**ЗАДАЧА:** Перепишите дословно строки ниже, начиная со строки, где есть «If the front alloy», и заканчивая строкой, где есть «[62,109,110,126]», включая обе.

**ПЕРЕЧЕНЬ СТРОК:**
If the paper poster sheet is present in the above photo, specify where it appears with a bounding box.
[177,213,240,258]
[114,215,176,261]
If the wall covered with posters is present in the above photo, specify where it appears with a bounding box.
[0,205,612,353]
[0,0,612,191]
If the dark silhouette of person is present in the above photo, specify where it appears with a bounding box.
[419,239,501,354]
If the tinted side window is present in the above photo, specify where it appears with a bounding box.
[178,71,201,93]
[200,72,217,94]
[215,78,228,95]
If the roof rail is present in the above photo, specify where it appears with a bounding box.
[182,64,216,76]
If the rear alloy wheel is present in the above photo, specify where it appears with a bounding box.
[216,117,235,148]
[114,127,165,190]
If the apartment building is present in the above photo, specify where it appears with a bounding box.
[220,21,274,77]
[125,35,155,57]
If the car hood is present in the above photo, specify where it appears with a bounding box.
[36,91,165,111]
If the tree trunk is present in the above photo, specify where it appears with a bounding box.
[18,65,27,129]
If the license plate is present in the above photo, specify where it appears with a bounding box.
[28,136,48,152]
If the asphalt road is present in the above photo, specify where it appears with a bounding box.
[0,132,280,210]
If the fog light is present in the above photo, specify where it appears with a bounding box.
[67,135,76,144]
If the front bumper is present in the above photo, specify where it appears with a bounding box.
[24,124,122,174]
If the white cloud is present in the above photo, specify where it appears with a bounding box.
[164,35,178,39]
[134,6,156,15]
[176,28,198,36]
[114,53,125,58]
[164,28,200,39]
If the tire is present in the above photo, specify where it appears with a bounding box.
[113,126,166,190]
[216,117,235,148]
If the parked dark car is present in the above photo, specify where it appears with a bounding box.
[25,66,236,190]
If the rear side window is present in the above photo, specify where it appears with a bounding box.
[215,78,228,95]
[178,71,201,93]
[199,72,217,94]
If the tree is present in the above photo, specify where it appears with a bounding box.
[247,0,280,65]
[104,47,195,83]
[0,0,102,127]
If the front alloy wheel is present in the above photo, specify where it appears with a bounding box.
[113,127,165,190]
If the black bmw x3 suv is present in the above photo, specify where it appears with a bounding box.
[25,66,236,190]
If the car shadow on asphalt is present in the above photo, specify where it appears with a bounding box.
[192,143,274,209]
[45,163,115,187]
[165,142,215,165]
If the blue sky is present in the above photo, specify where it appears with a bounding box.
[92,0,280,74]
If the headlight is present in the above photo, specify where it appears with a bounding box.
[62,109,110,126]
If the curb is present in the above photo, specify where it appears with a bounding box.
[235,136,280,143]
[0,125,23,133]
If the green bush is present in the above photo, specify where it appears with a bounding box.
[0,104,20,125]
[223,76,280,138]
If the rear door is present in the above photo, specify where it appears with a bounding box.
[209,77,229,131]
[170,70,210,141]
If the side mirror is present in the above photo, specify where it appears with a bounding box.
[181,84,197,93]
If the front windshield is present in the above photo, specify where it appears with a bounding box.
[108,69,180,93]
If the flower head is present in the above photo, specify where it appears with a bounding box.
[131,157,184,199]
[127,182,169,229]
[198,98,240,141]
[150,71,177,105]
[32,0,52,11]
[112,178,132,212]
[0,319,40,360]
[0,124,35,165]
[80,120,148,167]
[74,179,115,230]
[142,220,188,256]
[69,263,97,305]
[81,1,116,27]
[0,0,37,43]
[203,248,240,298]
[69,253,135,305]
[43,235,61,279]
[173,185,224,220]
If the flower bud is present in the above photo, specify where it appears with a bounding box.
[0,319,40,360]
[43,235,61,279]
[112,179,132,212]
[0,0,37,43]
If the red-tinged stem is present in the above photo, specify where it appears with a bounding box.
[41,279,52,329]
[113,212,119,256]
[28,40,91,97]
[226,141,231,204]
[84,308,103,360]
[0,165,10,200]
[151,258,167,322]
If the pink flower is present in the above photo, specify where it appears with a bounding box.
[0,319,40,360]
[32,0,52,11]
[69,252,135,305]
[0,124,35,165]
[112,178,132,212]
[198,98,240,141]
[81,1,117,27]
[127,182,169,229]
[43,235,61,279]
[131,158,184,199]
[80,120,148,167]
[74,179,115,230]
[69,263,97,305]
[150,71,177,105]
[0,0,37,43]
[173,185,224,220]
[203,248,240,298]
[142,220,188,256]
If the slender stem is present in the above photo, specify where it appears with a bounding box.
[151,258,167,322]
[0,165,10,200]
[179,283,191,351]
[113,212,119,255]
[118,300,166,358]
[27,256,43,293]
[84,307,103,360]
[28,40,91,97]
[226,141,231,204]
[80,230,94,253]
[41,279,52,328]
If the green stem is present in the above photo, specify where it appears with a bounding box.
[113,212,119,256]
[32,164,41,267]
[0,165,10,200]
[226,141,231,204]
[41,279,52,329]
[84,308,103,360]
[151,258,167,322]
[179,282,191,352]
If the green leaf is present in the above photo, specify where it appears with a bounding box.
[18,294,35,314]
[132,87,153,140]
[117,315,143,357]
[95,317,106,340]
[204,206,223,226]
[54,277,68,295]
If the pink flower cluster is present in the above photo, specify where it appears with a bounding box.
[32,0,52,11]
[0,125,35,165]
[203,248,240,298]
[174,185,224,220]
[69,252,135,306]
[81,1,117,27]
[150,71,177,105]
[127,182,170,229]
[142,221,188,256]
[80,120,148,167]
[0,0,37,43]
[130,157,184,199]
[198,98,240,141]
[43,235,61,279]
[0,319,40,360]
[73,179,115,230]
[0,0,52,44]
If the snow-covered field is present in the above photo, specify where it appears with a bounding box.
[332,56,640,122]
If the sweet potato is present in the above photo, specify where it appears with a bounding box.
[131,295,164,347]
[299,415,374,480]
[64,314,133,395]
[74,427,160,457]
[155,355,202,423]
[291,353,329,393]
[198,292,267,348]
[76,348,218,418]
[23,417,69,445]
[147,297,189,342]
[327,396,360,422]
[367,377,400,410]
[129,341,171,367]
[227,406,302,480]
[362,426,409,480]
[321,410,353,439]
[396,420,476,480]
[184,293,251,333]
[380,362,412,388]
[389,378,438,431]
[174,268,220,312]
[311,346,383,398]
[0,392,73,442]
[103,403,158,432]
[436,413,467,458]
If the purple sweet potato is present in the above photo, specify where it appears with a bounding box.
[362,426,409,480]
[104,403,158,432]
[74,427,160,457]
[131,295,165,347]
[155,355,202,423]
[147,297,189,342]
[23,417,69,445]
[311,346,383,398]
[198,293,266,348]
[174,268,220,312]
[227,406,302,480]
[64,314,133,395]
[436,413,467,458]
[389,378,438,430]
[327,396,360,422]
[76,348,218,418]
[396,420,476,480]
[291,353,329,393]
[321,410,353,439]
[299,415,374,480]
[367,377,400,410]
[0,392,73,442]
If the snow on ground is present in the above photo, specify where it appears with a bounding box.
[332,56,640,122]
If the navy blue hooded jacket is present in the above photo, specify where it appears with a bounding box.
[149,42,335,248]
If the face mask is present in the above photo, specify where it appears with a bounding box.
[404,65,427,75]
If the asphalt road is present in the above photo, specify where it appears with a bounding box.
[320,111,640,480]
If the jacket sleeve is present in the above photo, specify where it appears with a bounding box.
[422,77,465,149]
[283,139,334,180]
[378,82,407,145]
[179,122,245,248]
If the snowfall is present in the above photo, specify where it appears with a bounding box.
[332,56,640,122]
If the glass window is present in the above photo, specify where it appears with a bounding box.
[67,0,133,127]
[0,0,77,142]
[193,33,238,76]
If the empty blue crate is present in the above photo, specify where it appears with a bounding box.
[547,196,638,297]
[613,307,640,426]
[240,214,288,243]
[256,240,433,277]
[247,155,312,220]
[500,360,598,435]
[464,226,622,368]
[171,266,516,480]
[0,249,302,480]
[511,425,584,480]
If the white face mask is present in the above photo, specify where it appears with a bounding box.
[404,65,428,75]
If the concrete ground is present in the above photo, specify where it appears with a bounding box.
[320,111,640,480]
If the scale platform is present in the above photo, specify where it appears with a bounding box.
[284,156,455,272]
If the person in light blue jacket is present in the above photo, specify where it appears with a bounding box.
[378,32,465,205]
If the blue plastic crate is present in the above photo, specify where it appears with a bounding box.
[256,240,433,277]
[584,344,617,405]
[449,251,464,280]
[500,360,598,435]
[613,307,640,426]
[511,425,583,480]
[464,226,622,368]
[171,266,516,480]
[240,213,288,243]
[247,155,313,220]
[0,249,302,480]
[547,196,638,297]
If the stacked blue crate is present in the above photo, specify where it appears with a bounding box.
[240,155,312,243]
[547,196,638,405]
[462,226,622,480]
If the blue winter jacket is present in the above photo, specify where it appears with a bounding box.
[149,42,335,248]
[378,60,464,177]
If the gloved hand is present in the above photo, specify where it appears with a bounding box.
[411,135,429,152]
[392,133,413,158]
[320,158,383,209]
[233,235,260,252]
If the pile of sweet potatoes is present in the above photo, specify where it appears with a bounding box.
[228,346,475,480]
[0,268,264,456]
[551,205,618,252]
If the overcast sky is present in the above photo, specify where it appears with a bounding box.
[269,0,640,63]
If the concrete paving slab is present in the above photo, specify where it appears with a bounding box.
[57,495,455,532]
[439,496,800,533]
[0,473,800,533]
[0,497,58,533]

**РАЗБОР ОТВЕТА:**
If the front alloy wheel is present in the above photo, specify where it appears with a bounding box.
[113,127,165,190]
If the black bmw x3 suv is present in the above photo, specify where it appears with a bounding box.
[25,66,236,190]
If the car shadow on asphalt is present in the above photo, specify where it appears with a bounding box.
[192,143,274,209]
[45,163,115,187]
[165,142,215,165]
If the blue sky is present in the above photo, specify where it appears with a bounding box.
[92,0,280,74]
If the headlight is present in the above photo, specify where it appears with a bounding box.
[62,109,110,126]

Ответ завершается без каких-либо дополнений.